Dataset records: Begin

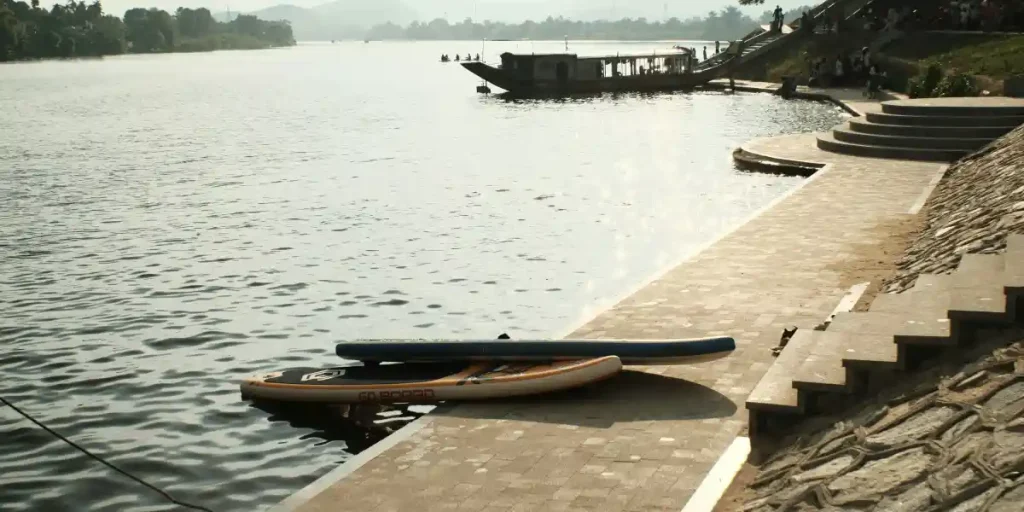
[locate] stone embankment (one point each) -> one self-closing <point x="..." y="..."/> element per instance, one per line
<point x="979" y="201"/>
<point x="953" y="444"/>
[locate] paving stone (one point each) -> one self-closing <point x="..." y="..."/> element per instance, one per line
<point x="778" y="269"/>
<point x="973" y="210"/>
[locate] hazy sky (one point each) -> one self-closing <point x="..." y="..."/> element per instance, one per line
<point x="457" y="9"/>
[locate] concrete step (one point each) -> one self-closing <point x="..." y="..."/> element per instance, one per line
<point x="1014" y="260"/>
<point x="822" y="369"/>
<point x="919" y="328"/>
<point x="846" y="134"/>
<point x="837" y="354"/>
<point x="774" y="391"/>
<point x="977" y="107"/>
<point x="935" y="303"/>
<point x="862" y="125"/>
<point x="978" y="290"/>
<point x="935" y="120"/>
<point x="828" y="142"/>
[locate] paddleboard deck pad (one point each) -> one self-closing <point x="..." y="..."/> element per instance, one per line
<point x="673" y="351"/>
<point x="419" y="382"/>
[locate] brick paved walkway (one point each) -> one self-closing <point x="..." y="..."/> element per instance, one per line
<point x="645" y="439"/>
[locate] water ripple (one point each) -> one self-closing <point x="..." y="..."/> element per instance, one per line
<point x="172" y="223"/>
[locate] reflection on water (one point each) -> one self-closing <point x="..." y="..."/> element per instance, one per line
<point x="172" y="223"/>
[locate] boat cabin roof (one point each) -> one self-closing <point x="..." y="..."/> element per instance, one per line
<point x="534" y="56"/>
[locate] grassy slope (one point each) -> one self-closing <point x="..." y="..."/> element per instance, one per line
<point x="994" y="56"/>
<point x="991" y="56"/>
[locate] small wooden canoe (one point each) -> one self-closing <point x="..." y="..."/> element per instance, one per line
<point x="674" y="351"/>
<point x="426" y="382"/>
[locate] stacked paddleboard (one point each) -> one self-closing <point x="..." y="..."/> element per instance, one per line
<point x="426" y="371"/>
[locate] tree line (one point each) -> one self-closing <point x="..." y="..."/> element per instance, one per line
<point x="729" y="24"/>
<point x="83" y="30"/>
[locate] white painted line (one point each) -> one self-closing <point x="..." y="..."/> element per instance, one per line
<point x="849" y="300"/>
<point x="604" y="305"/>
<point x="927" y="193"/>
<point x="720" y="476"/>
<point x="348" y="467"/>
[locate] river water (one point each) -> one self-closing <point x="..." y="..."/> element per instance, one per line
<point x="171" y="223"/>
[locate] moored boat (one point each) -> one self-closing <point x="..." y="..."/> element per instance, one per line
<point x="543" y="74"/>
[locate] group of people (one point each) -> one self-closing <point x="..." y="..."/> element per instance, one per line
<point x="848" y="71"/>
<point x="990" y="15"/>
<point x="444" y="57"/>
<point x="778" y="17"/>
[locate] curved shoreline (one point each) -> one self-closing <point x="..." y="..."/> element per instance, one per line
<point x="783" y="265"/>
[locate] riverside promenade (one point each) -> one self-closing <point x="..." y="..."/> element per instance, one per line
<point x="646" y="439"/>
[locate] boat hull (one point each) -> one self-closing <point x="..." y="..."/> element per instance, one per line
<point x="640" y="83"/>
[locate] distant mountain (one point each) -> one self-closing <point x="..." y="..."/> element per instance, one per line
<point x="338" y="19"/>
<point x="351" y="18"/>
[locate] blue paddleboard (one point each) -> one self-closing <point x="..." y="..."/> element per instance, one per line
<point x="674" y="351"/>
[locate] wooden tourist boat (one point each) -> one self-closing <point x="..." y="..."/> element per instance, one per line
<point x="545" y="74"/>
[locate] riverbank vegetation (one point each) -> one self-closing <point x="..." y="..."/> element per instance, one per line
<point x="969" y="62"/>
<point x="83" y="30"/>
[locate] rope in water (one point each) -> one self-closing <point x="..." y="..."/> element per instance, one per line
<point x="101" y="461"/>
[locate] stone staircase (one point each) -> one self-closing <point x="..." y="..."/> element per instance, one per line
<point x="932" y="129"/>
<point x="857" y="350"/>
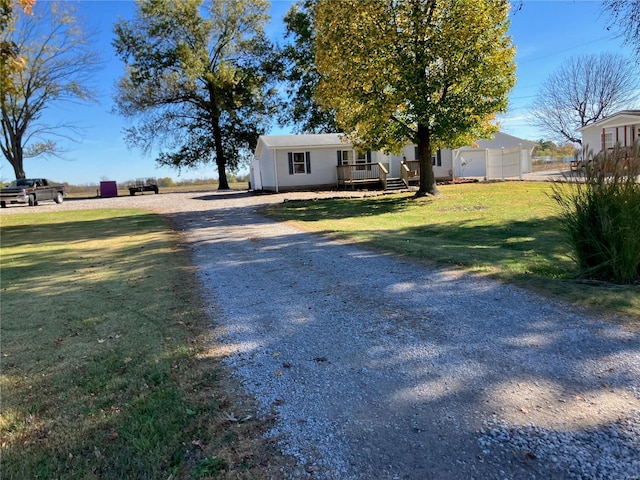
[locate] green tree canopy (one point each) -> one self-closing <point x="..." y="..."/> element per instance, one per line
<point x="198" y="80"/>
<point x="301" y="109"/>
<point x="431" y="72"/>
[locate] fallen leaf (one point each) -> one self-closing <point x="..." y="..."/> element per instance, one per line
<point x="198" y="443"/>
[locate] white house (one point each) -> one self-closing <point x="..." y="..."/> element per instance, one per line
<point x="316" y="161"/>
<point x="621" y="128"/>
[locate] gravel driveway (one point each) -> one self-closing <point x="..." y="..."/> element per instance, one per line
<point x="377" y="367"/>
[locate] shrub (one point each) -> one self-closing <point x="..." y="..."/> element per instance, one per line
<point x="600" y="206"/>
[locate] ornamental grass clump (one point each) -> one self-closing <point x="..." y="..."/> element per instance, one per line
<point x="600" y="206"/>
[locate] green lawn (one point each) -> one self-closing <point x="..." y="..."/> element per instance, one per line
<point x="109" y="369"/>
<point x="509" y="230"/>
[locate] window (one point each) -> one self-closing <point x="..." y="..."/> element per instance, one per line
<point x="345" y="157"/>
<point x="436" y="159"/>
<point x="608" y="140"/>
<point x="299" y="163"/>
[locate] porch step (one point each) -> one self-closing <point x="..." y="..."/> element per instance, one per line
<point x="395" y="184"/>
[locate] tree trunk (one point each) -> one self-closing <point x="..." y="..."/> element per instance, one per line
<point x="427" y="177"/>
<point x="11" y="145"/>
<point x="221" y="161"/>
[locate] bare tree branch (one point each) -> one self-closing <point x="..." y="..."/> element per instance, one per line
<point x="582" y="91"/>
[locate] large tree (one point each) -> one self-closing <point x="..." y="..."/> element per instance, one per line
<point x="301" y="109"/>
<point x="431" y="72"/>
<point x="625" y="17"/>
<point x="56" y="65"/>
<point x="197" y="80"/>
<point x="582" y="91"/>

Dataset records: End

[Work instruction]
Reproduce all of the data exactly; the pictures do not belong in the copy.

[Task response]
[locate] stone embankment (one point each) -> one self-closing <point x="..." y="..."/> element per instance, one per line
<point x="979" y="201"/>
<point x="953" y="444"/>
[locate] paving stone (one point each) -> one self-closing <point x="..." y="..."/> element per instance, one per line
<point x="778" y="269"/>
<point x="973" y="210"/>
[locate] hazy sky (one point each) -> one self-closing <point x="..." y="..."/> element per instance, one per line
<point x="457" y="9"/>
[locate] concrete step (one point each) -> one self-closing <point x="..." y="..."/> element per instance, one per line
<point x="1014" y="260"/>
<point x="822" y="369"/>
<point x="919" y="328"/>
<point x="846" y="134"/>
<point x="837" y="354"/>
<point x="774" y="391"/>
<point x="977" y="107"/>
<point x="935" y="303"/>
<point x="862" y="125"/>
<point x="978" y="290"/>
<point x="935" y="120"/>
<point x="828" y="142"/>
[locate] paddleboard deck pad (one point each) -> one self-closing <point x="..." y="..."/> element per instance, one per line
<point x="673" y="351"/>
<point x="419" y="382"/>
[locate] brick paved walkway (one point each) -> one self-closing <point x="..." y="..."/> element per instance, one per line
<point x="645" y="439"/>
[locate] water ripple (one point each) -> one self-closing <point x="..." y="..."/> element per instance, one per line
<point x="172" y="223"/>
[locate] reflection on water (one point each) -> one self-closing <point x="..." y="..."/> element per instance, one per line
<point x="172" y="223"/>
[locate] boat cabin roof (one point each) -> one self-closing <point x="..." y="..."/> element per instance, one per line
<point x="534" y="56"/>
[locate] grassy slope (one point each) -> one self-closing <point x="..." y="..."/> element per instance, one per line
<point x="994" y="56"/>
<point x="991" y="56"/>
[locate] small wooden canoe (one point each) -> one self-closing <point x="..." y="..."/> element per instance, one per line
<point x="674" y="351"/>
<point x="426" y="382"/>
[locate] stacked paddleboard (one point each) -> one self-closing <point x="..." y="..."/> element per instance, one per line
<point x="426" y="371"/>
[locate] tree line (one point each) -> one self-closing <point x="..." y="..."/> element per instance, one per line
<point x="729" y="24"/>
<point x="83" y="30"/>
[locate] white painted line (one point each) -> one self-closing <point x="..." y="..."/> element per instance, one per line
<point x="849" y="300"/>
<point x="604" y="305"/>
<point x="927" y="193"/>
<point x="720" y="476"/>
<point x="348" y="467"/>
[locate] river water (one point each) -> one self-closing <point x="..." y="..."/> element per instance, one per line
<point x="171" y="223"/>
[locate] moored boat (one point each) -> one self-closing <point x="..." y="..."/> element per instance, one per line
<point x="543" y="74"/>
[locate] group of people (one point each) -> one self-closing <point x="..." y="..."/> element per instance, one per line
<point x="848" y="71"/>
<point x="990" y="15"/>
<point x="444" y="57"/>
<point x="778" y="17"/>
[locate] curved shoreline (one point each) -> one self-closing <point x="..." y="..."/> element per instance, one per line
<point x="783" y="265"/>
[locate] riverside promenade (one point each) -> one self-closing <point x="..." y="..."/> element per instance, one per line
<point x="646" y="439"/>
[locate] boat hull (one point each) -> one self-closing <point x="..." y="..."/> element per instance, one per line
<point x="640" y="83"/>
[locate] distant mountain (one point each) -> one self-closing <point x="..." y="..."/> element per instance, one per line
<point x="338" y="19"/>
<point x="351" y="18"/>
[locate] blue paddleboard (one point each) -> one self-closing <point x="..." y="..."/> element per instance, one per line
<point x="674" y="351"/>
[locate] wooden tourist boat (one point each) -> one self-closing <point x="..." y="..."/> element per instance, one per line
<point x="545" y="74"/>
[locate] riverbank vegetation (one point each) -> one self-closing <point x="..." y="..."/> element per instance, one per line
<point x="969" y="62"/>
<point x="83" y="30"/>
[locate] rope in water (one point each) -> one self-closing <point x="..." y="..."/> element per instance, one per line
<point x="101" y="461"/>
[locate] stone staircase (one point each) -> one self-closing <point x="..." y="..."/> element per instance, one per line
<point x="932" y="129"/>
<point x="857" y="350"/>
[locate] green tree canopy (one point each) -> one self-closing <point x="..." y="..."/> element per instance, one per line
<point x="198" y="80"/>
<point x="301" y="109"/>
<point x="431" y="72"/>
[locate] fallen leaf (one point each) -> one self-closing <point x="..." y="..."/> element per instance, one per line
<point x="198" y="443"/>
[locate] white house (one point each) -> one self-closing <point x="..." y="..."/> element per instance, one per line
<point x="316" y="161"/>
<point x="621" y="128"/>
[locate] gravel driveway (one point each) -> one self-closing <point x="..." y="..."/> element per instance, one per line
<point x="377" y="367"/>
[locate] shrub (one point each) -> one self-closing <point x="..." y="..."/> element per instance, one per line
<point x="600" y="206"/>
[locate] ornamental grass clump (one point each) -> one self-closing <point x="..." y="..."/> element per instance, one per line
<point x="600" y="206"/>
[locate] green lawn (one point each) -> one self-closing <point x="..." y="..."/> element per instance, one per line
<point x="109" y="369"/>
<point x="509" y="230"/>
[locate] window (one point each) -> one self-closing <point x="..." y="..."/> element per instance, one per line
<point x="345" y="157"/>
<point x="436" y="159"/>
<point x="608" y="140"/>
<point x="299" y="163"/>
[locate] porch step (one point each) -> one self-closing <point x="..." y="..."/> element per instance, one per line
<point x="395" y="184"/>
[locate] tree trunk (one point each) -> one self-closing <point x="..." y="..."/> element per instance, one per line
<point x="427" y="177"/>
<point x="11" y="145"/>
<point x="221" y="161"/>
[locate] bare tree branch (one point each) -> one self-closing <point x="..." y="..."/> element per instance, one per line
<point x="582" y="91"/>
[locate] large tree (one point each) -> one self-closing <point x="..." y="..."/> element per instance, one per line
<point x="301" y="109"/>
<point x="431" y="72"/>
<point x="625" y="17"/>
<point x="56" y="65"/>
<point x="197" y="80"/>
<point x="582" y="91"/>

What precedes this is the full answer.